Written problem –
Convert every line of the entries below into a numbered list, omitting any blank lines.

Input material –
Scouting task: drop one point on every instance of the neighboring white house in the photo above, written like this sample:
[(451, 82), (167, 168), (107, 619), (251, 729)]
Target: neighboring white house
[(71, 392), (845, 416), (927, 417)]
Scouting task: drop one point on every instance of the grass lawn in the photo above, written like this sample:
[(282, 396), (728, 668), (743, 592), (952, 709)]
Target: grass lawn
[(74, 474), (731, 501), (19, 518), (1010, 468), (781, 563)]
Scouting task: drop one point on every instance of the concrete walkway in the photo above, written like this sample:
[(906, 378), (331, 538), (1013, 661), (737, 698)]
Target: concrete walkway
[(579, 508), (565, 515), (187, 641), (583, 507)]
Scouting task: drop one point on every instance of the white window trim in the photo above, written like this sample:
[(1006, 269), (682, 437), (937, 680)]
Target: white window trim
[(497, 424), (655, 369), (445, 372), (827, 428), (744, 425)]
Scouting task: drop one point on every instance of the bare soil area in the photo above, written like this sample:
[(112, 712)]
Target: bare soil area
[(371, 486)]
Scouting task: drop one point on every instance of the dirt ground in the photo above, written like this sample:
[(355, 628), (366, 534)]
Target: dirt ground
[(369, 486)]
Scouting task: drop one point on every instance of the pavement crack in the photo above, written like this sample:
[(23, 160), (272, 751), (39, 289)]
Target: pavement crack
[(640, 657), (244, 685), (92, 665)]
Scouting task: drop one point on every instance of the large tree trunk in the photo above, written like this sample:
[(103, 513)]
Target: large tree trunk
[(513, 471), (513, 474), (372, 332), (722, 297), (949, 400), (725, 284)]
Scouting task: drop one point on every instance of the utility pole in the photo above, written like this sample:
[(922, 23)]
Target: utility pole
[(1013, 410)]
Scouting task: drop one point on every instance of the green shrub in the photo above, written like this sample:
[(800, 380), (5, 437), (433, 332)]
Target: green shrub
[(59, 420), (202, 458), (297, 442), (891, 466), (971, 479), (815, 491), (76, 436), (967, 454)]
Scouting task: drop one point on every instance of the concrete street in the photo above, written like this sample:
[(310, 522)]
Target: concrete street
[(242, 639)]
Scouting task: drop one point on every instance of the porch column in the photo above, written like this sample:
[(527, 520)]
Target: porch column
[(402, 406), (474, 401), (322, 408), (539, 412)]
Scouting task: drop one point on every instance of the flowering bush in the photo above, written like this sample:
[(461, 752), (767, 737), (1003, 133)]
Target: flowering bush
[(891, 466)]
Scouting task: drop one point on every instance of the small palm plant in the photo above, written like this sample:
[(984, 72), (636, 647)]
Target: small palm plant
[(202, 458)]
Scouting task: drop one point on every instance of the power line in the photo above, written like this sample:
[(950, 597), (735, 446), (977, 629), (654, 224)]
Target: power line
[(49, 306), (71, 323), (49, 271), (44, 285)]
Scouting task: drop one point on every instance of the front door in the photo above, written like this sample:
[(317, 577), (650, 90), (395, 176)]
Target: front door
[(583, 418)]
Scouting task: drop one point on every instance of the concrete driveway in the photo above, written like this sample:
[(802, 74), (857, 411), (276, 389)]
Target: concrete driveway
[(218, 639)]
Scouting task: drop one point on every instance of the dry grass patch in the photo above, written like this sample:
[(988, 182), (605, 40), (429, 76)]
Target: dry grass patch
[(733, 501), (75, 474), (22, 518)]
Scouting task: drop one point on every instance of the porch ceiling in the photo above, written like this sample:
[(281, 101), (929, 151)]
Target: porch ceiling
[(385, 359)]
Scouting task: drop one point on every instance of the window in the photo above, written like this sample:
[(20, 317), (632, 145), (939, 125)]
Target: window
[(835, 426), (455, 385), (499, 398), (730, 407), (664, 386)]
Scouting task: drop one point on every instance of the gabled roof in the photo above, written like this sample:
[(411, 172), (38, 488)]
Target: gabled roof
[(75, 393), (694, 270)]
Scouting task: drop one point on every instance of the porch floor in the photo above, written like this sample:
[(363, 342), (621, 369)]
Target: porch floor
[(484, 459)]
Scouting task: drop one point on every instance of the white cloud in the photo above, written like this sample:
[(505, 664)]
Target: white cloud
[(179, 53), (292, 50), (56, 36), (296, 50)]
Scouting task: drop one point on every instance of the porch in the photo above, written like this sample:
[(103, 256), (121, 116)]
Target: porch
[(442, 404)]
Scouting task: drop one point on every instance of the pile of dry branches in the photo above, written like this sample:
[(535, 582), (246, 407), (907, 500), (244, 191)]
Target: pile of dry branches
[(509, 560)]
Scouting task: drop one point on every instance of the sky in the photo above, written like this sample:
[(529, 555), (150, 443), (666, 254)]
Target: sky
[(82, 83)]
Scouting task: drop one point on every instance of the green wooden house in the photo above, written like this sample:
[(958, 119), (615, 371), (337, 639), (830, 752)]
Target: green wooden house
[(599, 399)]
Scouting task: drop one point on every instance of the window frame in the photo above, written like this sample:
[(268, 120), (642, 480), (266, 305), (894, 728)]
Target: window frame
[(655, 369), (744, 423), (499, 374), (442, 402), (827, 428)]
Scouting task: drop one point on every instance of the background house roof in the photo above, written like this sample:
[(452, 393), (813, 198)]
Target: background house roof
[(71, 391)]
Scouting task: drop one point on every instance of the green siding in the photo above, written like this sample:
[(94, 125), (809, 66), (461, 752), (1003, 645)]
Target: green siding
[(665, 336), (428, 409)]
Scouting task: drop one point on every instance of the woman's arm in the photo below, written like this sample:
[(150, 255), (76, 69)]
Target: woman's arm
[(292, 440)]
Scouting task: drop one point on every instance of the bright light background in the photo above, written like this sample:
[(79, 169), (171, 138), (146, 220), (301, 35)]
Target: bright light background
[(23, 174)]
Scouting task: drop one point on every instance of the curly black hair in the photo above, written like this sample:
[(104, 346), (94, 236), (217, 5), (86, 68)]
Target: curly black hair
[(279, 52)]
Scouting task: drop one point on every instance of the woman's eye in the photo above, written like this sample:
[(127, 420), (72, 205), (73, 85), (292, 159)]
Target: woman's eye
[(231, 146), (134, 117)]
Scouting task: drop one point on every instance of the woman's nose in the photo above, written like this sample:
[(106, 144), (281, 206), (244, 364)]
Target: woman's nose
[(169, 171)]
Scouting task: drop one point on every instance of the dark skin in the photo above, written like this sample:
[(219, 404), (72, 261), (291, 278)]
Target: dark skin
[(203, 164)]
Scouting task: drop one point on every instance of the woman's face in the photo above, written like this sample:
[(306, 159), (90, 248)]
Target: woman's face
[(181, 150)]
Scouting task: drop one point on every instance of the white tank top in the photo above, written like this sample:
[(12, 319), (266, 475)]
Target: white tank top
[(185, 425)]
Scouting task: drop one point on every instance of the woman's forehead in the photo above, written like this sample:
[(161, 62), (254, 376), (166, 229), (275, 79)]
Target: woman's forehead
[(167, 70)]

Result –
1. Scouting task: drop one point on every instance of the neighboring white house in the photo above, written like this sample:
2. [(451, 82), (167, 168), (107, 619), (251, 729)]
3. Target: neighboring white house
4. [(71, 392), (845, 416), (927, 417)]
5. Scouting task: drop one point on every instance of the grass lawn in the photo above, written like this sample:
6. [(282, 396), (728, 668), (743, 592), (952, 709)]
7. Target: grass lawn
8. [(74, 474), (731, 501), (19, 518), (1010, 468), (781, 563)]
9. Scouting task: drop one point on every instance of the concrete walkway in the photo above, written like this sample:
10. [(906, 378), (331, 538), (1013, 661), (737, 698)]
11. Target: concrete walkway
12. [(579, 508), (565, 515), (187, 641), (583, 507)]
13. Scouting task: drop one point on every instance of the white window trim in the photo above, written like this sample:
14. [(1006, 269), (682, 437), (937, 680)]
15. Target: white window trim
16. [(497, 424), (655, 369), (445, 372), (827, 428), (744, 425)]
17. Scouting task: drop one point on every instance of the bare soil area in the photo above, written like this sample:
18. [(112, 712)]
19. Target: bare soil area
20. [(371, 486)]
21. Scouting task: drop one point on every instance of the dirt ground in the photo above, written like this sample:
22. [(355, 628), (366, 534)]
23. Target: dirt ground
24. [(369, 486)]
25. Scouting task: drop one point on every instance of the pavement crack in the photo above, written like this sample:
26. [(23, 160), (272, 751), (39, 289)]
27. Target: pavement crack
28. [(640, 657), (244, 685), (92, 665)]
29. Scouting task: drop one point on every instance of the large tree trunk in the photo above, written like this sample:
30. [(103, 513)]
31. Target: large tree trunk
32. [(513, 471), (513, 474), (372, 332), (722, 297), (949, 400), (725, 284)]
33. Scouting task: drop one point on every instance of the utility pole in the photo above, written like this sample:
34. [(922, 23)]
35. Target: utility pole
36. [(1013, 410)]
37. Scouting task: drop one point on every instance of the green shrub in the photo above, written like this sample:
38. [(800, 380), (5, 437), (433, 332)]
39. Target: green shrub
40. [(59, 420), (202, 458), (297, 442), (891, 466), (971, 479), (815, 491), (76, 436), (967, 454)]
41. Scouting task: drop one point on every instance of the concrete street in the photo above, written like this sample:
42. [(310, 522)]
43. Target: concrete street
44. [(242, 639)]
45. Scouting task: drop one point on every instance of the porch column in the photo above, written like this sample:
46. [(527, 520)]
47. Target: porch column
48. [(402, 406), (474, 401), (322, 408), (539, 412)]
49. Scouting task: drop one point on every instance of the flowering bush in the photo above, written like this sample:
50. [(461, 752), (767, 737), (1003, 133)]
51. Target: flowering bush
52. [(891, 466)]
53. Scouting task: drop one point on every instance of the small palm plant in the photo above, written like this sample:
54. [(984, 72), (636, 647)]
55. Target: small palm plant
56. [(202, 458)]
57. Scouting task: drop one point on every instance of the power line in the photo above, written like this sample:
58. [(950, 597), (735, 446), (977, 629), (654, 224)]
59. Target: power line
60. [(49, 306), (71, 323), (49, 271), (44, 285)]
61. Scouting task: drop one point on every instance of the front door in the photo above, written like this sample:
62. [(317, 577), (650, 90), (395, 176)]
63. Target: front door
64. [(583, 418)]
65. Scouting task: drop one point on every instance of the concrete driveway in the photo above, written like this sample:
66. [(802, 74), (857, 411), (276, 389)]
67. Target: concrete driveway
68. [(218, 639)]
69. Scouting task: drop one point on every instance of the dry grass patch in the photo above, written like this sample:
70. [(988, 182), (605, 40), (429, 76)]
71. Target: dry grass patch
72. [(733, 501), (75, 474), (22, 518)]
73. Scouting task: drop one point on every instance of the porch ceiling in the photo above, written like this sample:
74. [(281, 101), (929, 151)]
75. Target: porch ceiling
76. [(385, 359)]
77. Scouting task: drop one point on every instance of the window in the photo above, written like this sample:
78. [(20, 317), (632, 145), (939, 125)]
79. Target: window
80. [(835, 426), (455, 385), (499, 398), (730, 407), (664, 386)]
81. Scouting task: drop one point on every instance of the gabled roof in the photo above, written like this sample:
82. [(411, 172), (38, 488)]
83. Target: gabled roof
84. [(75, 393), (694, 270)]
85. Scouting task: drop one point on every instance of the porch floor in the photo above, written like this sample:
86. [(363, 342), (621, 369)]
87. Target: porch floor
88. [(484, 459)]
89. Scouting task: drop one point on every instance of the white cloud in the photo above, written like this sample:
90. [(505, 664)]
91. Target: white cloud
92. [(179, 53), (292, 50), (56, 36), (296, 50)]
93. Scouting task: drop one point on every instance of the porch in the photo above, written like this sample:
94. [(103, 256), (121, 116)]
95. Target: porch
96. [(442, 404)]
97. Scouting task: drop one point on every instance of the pile of dry branches in the photo above, written like this sample:
98. [(535, 582), (246, 407), (907, 500), (244, 191)]
99. Target: pile of dry branches
100. [(509, 560)]
101. Scouting task: drop one point on every instance of the sky in the photo above, written like this sample:
102. [(529, 555), (150, 443), (666, 254)]
103. Target: sky
104. [(82, 83)]
105. Scouting task: drop one point on every instance of the green wooden house in the photo above, written like this sample:
106. [(958, 119), (615, 371), (337, 639), (830, 752)]
107. Target: green wooden house
108. [(599, 399)]
109. Scouting task: drop one point on every instance of the window frame in the photo above, written like this sample:
110. [(268, 120), (642, 480), (266, 305), (894, 728)]
111. Target: window frame
112. [(655, 369), (744, 423), (499, 374), (442, 402), (827, 428)]
113. Scouting task: drop one point on every instance of the background house roof in the photo above, written like this sample:
114. [(452, 393), (813, 198)]
115. Target: background house roof
116. [(71, 391)]
117. Scouting task: drop one point on every instance of the green siding in the photo above, written like this sample:
118. [(94, 125), (809, 66), (461, 752), (1003, 645)]
119. Target: green siding
120. [(665, 336), (428, 409)]
121. Scouting task: drop one point on every instance of the woman's arm in the photo below, written like this sample:
122. [(150, 255), (76, 69)]
123. Target: woman's arm
124. [(292, 440)]
125. Scouting task: drop one point on every instance of the bright light background in the photo above, written like this sample:
126. [(79, 169), (171, 138), (146, 220), (301, 35)]
127. Target: bright light background
128. [(23, 174)]
129. Scouting task: drop one point on every instance of the curly black hair in the photo above, written like this sample:
130. [(104, 346), (94, 236), (217, 5), (86, 68)]
131. Target: curly black hair
132. [(279, 52)]
133. Scouting task: drop one point on every instance of the woman's eye in the photo above, written like this sample:
134. [(127, 420), (72, 205), (73, 85), (292, 159)]
135. Target: woman's eye
136. [(231, 146), (134, 117)]
137. Scouting task: drop one point on every instance of the woman's nose in the photo above, written like this sample:
138. [(106, 144), (281, 206), (244, 364)]
139. Target: woman's nose
140. [(169, 171)]
141. Scouting task: drop one point on every instance of the dark skin in the photo above, written like this sample:
142. [(219, 404), (72, 261), (291, 278)]
143. Target: dark skin
144. [(203, 164)]
145. Scouting task: drop one point on every instance of the woman's face in the photo above, written like this sample:
146. [(306, 159), (90, 248)]
147. Target: woman's face
148. [(181, 150)]
149. Scouting task: drop one point on every instance of the white tank top in the photo above, written like this sample:
150. [(12, 319), (266, 475)]
151. Target: white tank top
152. [(185, 425)]
153. Scouting task: drop one point on every instance of the woman's forehead in the photo above, written like this sample:
154. [(161, 62), (254, 376), (166, 229), (275, 79)]
155. Target: woman's forehead
156. [(167, 70)]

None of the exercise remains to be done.